*Dataset records*:
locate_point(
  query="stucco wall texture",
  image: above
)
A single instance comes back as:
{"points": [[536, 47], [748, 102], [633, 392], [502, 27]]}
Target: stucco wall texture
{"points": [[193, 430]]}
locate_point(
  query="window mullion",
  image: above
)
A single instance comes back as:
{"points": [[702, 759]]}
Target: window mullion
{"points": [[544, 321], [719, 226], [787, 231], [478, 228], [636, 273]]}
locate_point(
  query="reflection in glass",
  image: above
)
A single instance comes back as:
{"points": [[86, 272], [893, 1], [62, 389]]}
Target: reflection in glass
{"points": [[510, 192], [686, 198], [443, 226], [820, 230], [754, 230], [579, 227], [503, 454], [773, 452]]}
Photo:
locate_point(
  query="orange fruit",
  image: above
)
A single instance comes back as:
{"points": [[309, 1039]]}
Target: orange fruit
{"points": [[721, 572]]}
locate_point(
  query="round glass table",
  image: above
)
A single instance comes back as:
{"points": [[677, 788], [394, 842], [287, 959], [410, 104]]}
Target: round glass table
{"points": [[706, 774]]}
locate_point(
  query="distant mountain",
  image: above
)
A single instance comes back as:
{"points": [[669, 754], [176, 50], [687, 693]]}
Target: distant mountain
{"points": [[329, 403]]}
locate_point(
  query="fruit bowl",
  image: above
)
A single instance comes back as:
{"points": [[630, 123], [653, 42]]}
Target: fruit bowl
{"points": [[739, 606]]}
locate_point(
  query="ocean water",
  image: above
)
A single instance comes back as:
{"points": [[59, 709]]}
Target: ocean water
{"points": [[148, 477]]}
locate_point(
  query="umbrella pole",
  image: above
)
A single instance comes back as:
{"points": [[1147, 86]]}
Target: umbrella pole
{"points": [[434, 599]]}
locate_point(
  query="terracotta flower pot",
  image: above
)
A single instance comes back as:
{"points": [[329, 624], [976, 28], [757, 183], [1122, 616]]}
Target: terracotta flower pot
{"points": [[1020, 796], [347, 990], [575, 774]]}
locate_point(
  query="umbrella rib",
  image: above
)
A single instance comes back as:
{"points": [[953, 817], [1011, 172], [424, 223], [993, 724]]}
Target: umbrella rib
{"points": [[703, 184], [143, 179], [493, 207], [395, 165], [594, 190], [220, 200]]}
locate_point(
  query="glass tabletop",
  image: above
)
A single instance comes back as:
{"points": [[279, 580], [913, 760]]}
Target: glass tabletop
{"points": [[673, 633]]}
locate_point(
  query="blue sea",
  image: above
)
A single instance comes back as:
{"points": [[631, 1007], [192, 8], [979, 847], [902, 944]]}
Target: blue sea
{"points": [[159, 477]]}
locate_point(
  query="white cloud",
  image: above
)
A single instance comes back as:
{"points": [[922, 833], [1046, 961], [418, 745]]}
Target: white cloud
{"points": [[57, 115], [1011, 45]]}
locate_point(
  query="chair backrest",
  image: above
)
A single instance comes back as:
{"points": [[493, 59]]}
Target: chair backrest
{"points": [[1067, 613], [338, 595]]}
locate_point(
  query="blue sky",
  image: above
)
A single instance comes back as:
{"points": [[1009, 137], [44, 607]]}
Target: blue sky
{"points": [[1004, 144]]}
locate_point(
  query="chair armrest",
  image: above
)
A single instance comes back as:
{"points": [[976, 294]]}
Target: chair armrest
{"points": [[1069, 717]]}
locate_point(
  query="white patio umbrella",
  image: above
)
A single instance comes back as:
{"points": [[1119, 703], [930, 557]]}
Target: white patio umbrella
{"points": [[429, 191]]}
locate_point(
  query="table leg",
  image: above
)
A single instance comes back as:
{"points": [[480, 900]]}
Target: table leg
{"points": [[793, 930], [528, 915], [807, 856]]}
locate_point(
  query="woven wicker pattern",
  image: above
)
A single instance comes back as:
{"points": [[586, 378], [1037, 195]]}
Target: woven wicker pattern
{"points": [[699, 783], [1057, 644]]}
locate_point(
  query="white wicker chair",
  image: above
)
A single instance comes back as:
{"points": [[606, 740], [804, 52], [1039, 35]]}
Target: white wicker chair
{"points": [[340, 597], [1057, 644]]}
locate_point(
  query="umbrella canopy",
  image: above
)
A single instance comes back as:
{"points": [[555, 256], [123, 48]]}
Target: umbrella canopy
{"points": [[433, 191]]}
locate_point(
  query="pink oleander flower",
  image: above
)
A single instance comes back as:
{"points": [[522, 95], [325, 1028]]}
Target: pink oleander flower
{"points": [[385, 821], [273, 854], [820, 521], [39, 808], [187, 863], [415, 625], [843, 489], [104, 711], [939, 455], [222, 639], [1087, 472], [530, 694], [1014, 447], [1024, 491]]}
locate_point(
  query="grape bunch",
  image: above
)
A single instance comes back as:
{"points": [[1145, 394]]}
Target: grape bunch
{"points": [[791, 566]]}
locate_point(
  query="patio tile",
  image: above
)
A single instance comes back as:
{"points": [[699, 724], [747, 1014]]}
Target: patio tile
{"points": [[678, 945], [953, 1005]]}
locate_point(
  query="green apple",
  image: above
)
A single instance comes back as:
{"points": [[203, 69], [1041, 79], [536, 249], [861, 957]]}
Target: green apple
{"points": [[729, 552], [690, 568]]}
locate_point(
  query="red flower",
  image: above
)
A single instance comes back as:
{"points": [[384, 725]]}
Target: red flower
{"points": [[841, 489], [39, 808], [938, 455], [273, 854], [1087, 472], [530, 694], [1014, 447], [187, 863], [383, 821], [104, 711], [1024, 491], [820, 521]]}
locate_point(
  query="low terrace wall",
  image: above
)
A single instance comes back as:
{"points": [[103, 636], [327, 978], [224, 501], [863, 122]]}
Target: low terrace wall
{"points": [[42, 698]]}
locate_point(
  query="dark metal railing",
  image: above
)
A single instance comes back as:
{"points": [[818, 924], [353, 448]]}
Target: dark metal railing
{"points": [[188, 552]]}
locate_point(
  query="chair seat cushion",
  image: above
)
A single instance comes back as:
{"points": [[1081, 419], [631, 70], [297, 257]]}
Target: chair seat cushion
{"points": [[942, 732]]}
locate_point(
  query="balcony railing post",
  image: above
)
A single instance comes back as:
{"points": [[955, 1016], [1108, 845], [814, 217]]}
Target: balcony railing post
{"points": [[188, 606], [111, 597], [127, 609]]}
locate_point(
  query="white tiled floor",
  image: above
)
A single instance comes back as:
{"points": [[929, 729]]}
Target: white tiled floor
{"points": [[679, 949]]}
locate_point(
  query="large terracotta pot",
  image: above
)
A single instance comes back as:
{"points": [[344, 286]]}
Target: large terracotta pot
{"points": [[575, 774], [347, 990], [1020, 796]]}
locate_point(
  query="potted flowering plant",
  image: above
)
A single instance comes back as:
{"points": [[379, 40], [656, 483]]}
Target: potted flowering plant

*Task instructions*: Transcribe each entry exactly.

*Reply*:
locate_point(
  query="stucco wall texture",
  image: above
)
A single instance comes back as:
{"points": [[536, 47], [748, 102], [633, 392], [502, 27]]}
Target: stucco wall texture
{"points": [[193, 430]]}
locate_point(
  query="window mullion",
  image: above
)
A single instance comes back as:
{"points": [[702, 759]]}
Target: window mullion
{"points": [[544, 321], [719, 226], [787, 231], [478, 228], [636, 273]]}
locate_point(
  query="reflection in glass",
  image: above
)
A single instance comes back as:
{"points": [[86, 272], [893, 1], [62, 389]]}
Target: reflection in glass
{"points": [[510, 192], [686, 198], [443, 226], [820, 230], [754, 230], [579, 227], [503, 454], [773, 452]]}
Photo:
locate_point(
  query="orange fruit",
  image: above
)
A single instance comes back as:
{"points": [[309, 1039]]}
Target: orange fruit
{"points": [[721, 572]]}
locate_point(
  query="round glass table",
  image: above
)
A single instance comes back as:
{"points": [[677, 788], [394, 842], [287, 959], [410, 104]]}
Target: round glass table
{"points": [[706, 774]]}
locate_point(
  query="distant mountain",
  image: above
)
A single instance comes back as:
{"points": [[669, 754], [176, 50], [687, 693]]}
Target: distant mountain
{"points": [[329, 403]]}
locate_point(
  query="fruit bowl",
  image: above
)
A single instance comes back as:
{"points": [[630, 123], [653, 42]]}
Target: fruit bowl
{"points": [[739, 606]]}
locate_point(
  query="ocean water",
  image: above
)
A single instance comes back as:
{"points": [[59, 709]]}
Target: ocean water
{"points": [[148, 477]]}
locate_point(
  query="umbrella pole",
  image: above
)
A single instance comes back as:
{"points": [[1147, 86]]}
Target: umbrella pole
{"points": [[434, 599]]}
locate_point(
  query="terracotta flower pot",
  image: above
)
A single instance comes back as:
{"points": [[329, 624], [976, 28], [757, 183], [1122, 616]]}
Target: terracotta flower pot
{"points": [[1020, 796], [347, 990], [575, 774]]}
locate_point(
  query="umbrella rib",
  image: above
)
A single instance comes back as:
{"points": [[953, 817], [1011, 172], [424, 223], [993, 724]]}
Target: umbrella rib
{"points": [[703, 184], [143, 179], [493, 207], [395, 165], [594, 190], [220, 200]]}
locate_point(
  query="glass tabletop",
  image: above
)
A single instance comes back as:
{"points": [[279, 580], [913, 760]]}
Target: glass tabletop
{"points": [[673, 633]]}
locate_point(
  query="blue sea",
  image: above
)
A single instance comes back as:
{"points": [[631, 1007], [192, 8], [979, 847], [902, 944]]}
Target: blue sea
{"points": [[159, 477]]}
locate_point(
  query="white cloud",
  image: above
)
A single instance comes back as:
{"points": [[922, 833], [1046, 961], [418, 745]]}
Target: white cloud
{"points": [[57, 115], [1011, 45]]}
locate_point(
  query="chair backrest",
  image: above
)
A single instance comes back as:
{"points": [[493, 59]]}
Target: chair backrest
{"points": [[1067, 613], [338, 595]]}
locate_point(
  query="blue sky",
  image: above
)
A single instance comes back as:
{"points": [[1009, 137], [44, 607]]}
Target: blue sky
{"points": [[1004, 144]]}
locate_point(
  query="chair armrest",
  image: above
)
A single instance comes back as:
{"points": [[976, 294]]}
Target: chair armrest
{"points": [[1069, 717]]}
locate_point(
  query="white patio umbrella",
  image: above
)
A single instance comes back as:
{"points": [[1119, 703], [930, 557]]}
Target: white patio umbrella
{"points": [[429, 191]]}
locate_point(
  query="table leg",
  image: above
)
A single instance comes back as:
{"points": [[480, 900]]}
Target: table leg
{"points": [[793, 930], [528, 915], [807, 856]]}
locate_point(
  query="woven wicker pattern",
  image: above
)
A single instance comes back as:
{"points": [[586, 378], [1037, 195]]}
Target: woven wicker pattern
{"points": [[699, 783], [1057, 644]]}
locate_point(
  query="white wicker chair",
  image: above
)
A single instance comes back as:
{"points": [[606, 740], [804, 52], [1039, 35]]}
Target: white wicker chair
{"points": [[340, 597], [1057, 644]]}
locate_point(
  query="umbrella canopy",
  image: above
)
A single instance comes back as:
{"points": [[555, 256], [123, 48]]}
Target: umbrella canopy
{"points": [[433, 191]]}
locate_point(
  query="pink oleander flower",
  image: above
)
A single instance comes back as:
{"points": [[522, 95], [325, 1028]]}
Target: pink oleander flower
{"points": [[385, 821], [273, 854], [820, 521], [39, 808], [187, 863], [415, 625], [843, 489], [104, 711], [939, 455], [222, 639], [1087, 472], [530, 694], [1014, 447], [1024, 491]]}
locate_point(
  query="grape bunch",
  image: above
)
A single instance comes back as:
{"points": [[1145, 394]]}
Target: grape bunch
{"points": [[791, 566]]}
locate_point(
  query="patio tile",
  image: above
)
A single instance comes back as:
{"points": [[699, 724], [747, 1014]]}
Target: patio tile
{"points": [[678, 945], [953, 1005]]}
locate_point(
  query="green apple",
  image: above
)
A single instance comes back as:
{"points": [[203, 69], [1041, 79], [536, 249], [861, 957]]}
Target: green apple
{"points": [[729, 552], [690, 568]]}
locate_point(
  query="red flower",
  image: above
)
A single instance comes back as:
{"points": [[384, 725]]}
Target: red flower
{"points": [[841, 489], [39, 808], [938, 455], [273, 854], [1087, 472], [530, 694], [1014, 447], [187, 863], [383, 821], [104, 711], [1024, 491], [820, 521]]}
locate_point(
  query="low terrace wall",
  image: above
)
A single instance comes back as:
{"points": [[103, 636], [327, 978], [224, 501], [863, 122]]}
Target: low terrace wall
{"points": [[42, 698]]}
locate_point(
  query="dark metal railing",
  image: above
)
A single instance comes back as:
{"points": [[818, 924], [353, 448]]}
Target: dark metal railing
{"points": [[188, 552]]}
locate_point(
  query="chair seat cushion",
  image: above
)
A single instance comes back as:
{"points": [[1081, 419], [631, 70], [297, 257]]}
Target: chair seat cushion
{"points": [[942, 732]]}
locate_point(
  query="balcony railing post",
  image: above
)
A single instance comes back as:
{"points": [[955, 1016], [1108, 845], [814, 217]]}
Target: balcony railing post
{"points": [[188, 606], [111, 597], [127, 609]]}
locate_point(
  query="white tiled floor",
  image: above
)
A single instance comes back as:
{"points": [[929, 729]]}
Target: white tiled floor
{"points": [[679, 949]]}
locate_point(
  query="large terracotta pot",
  image: above
)
A single instance comes back as:
{"points": [[344, 286]]}
Target: large terracotta pot
{"points": [[575, 774], [347, 990], [1020, 796]]}
locate_point(
  query="potted flowering plant",
  image: above
)
A single instance comes back as:
{"points": [[379, 40], [656, 483]]}
Target: potted flowering plant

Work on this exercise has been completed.